Set task
Can you put all the lines below into a two-column CSV with the headers line and answer, one row per line? Each line's text and its answer should each sit in one quoted field, with line breaks turned into spaces.

__________

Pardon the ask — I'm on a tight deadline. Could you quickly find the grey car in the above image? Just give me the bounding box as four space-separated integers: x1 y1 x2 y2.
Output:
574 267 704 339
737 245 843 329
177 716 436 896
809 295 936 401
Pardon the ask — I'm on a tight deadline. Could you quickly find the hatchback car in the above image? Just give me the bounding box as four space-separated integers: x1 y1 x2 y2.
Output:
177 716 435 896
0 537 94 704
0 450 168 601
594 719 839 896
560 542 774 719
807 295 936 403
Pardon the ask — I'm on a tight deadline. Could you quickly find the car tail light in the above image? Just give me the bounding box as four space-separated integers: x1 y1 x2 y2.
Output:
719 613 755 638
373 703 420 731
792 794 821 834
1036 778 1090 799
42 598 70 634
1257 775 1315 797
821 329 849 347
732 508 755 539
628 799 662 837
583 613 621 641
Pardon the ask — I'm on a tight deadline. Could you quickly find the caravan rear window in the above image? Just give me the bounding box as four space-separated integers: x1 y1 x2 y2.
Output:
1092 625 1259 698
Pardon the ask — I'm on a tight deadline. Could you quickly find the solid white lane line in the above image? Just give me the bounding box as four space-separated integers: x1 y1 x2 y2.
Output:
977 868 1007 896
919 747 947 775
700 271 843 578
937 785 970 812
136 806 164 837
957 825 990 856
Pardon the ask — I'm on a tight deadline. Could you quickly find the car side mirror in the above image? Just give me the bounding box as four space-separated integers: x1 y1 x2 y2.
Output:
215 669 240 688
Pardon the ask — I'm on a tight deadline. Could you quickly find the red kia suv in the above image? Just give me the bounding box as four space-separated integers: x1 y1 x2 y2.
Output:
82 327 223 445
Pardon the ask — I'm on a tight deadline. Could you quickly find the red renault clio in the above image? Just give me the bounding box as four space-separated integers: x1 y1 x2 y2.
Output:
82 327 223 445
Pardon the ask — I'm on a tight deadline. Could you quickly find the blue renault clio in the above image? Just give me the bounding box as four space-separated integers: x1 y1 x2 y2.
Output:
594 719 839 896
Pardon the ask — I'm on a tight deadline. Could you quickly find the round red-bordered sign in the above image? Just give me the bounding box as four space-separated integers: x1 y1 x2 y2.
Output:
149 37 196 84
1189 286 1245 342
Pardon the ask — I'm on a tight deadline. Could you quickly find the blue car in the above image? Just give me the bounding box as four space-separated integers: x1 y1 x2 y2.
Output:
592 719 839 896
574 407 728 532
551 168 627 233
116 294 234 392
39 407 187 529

__________

Exercise response
line,answer
"Pardon the ask — I'm on a tight deadline. Could you quickly find the grey car in the above image? Just give me the bounding box as four space-separated integers: x1 y1 x2 y2. Output:","574 267 704 339 737 245 843 329 177 716 436 896 809 295 936 401"
"Pardon the ask — I'm on a tight deadline. Could you quickly find the hatchback car in the above image? Just give me the bounding box as four space-separated integers: x1 y1 x2 y2. Output:","177 716 435 896 0 537 94 704 0 450 168 601 594 719 839 896 560 542 774 719 807 295 936 403"
"Pardon the ask — I'm on a tight deadline. Could you quickly find the car tail light in the above image? Just give me the bounding box as four space-separated integers: x1 y1 x2 y2. Output:","719 613 755 638 373 703 420 731 792 794 821 834 1036 778 1090 799 42 598 70 634 1257 775 1315 797 821 329 849 347 732 508 755 539 628 799 662 837 583 613 621 641"
"Pardon the ask — I'm on a tight deadline. Could you quickly find the caravan rear window in the above image? Just give me the bounding box as four space-separated integers: x1 y1 x2 y2. Output:","1092 625 1259 698"
"Pardon the ask — I'm on a tight deadline. Could you quickly find the solid white lane line in the above image? Just give me the bounding box as four space-separated integers: x1 y1 x2 y2. Output:","977 868 1007 896 919 747 947 775 700 271 843 578 937 785 970 812 136 806 164 837 957 825 990 856"
"Pardon the ask — I'm on a tight deadline. Could you quickly find the car side mirror in the above image? Just give me the bounding box as four space-separated integers: x1 y1 x2 y2. Output:","215 669 240 688"
"Pardon the ask — I'm on a tight deadline. Could you quickly find the red kia suv in the above image? Just give me the bounding box as four space-separated integers: x1 y1 x2 y2. Output:","82 327 223 445"
"Pardon the ask — I'm on a tight deadline. Could you quickly find the red renault clio in the above image? Just give me the bounding box as four space-separated integers: x1 y1 x2 y2. Output:","82 327 223 445"
"Pardon the ask — I'm on a tight deadline. Could you quickly find the blue renault clio in the above image? Just give me the bounding box as four space-separated integers: x1 y1 x2 y2. Output:","594 719 839 896"
"Pardon the ask — I'm on a tight deadline. Could you quickly find the round red-bordered sign in the above image? Just give me the bounding box as four space-separated integers: x1 y1 x2 y2. Output:","149 37 196 84 1189 286 1245 342"
"Pardon the ask — I'm on a tight deadline. Could you quickly find the blue car in the above image? Just give me the bounding box as four space-separated integers: x1 y1 x2 y2. Output:","592 719 839 896 574 407 728 532 551 168 627 233 116 294 234 392 39 407 187 529"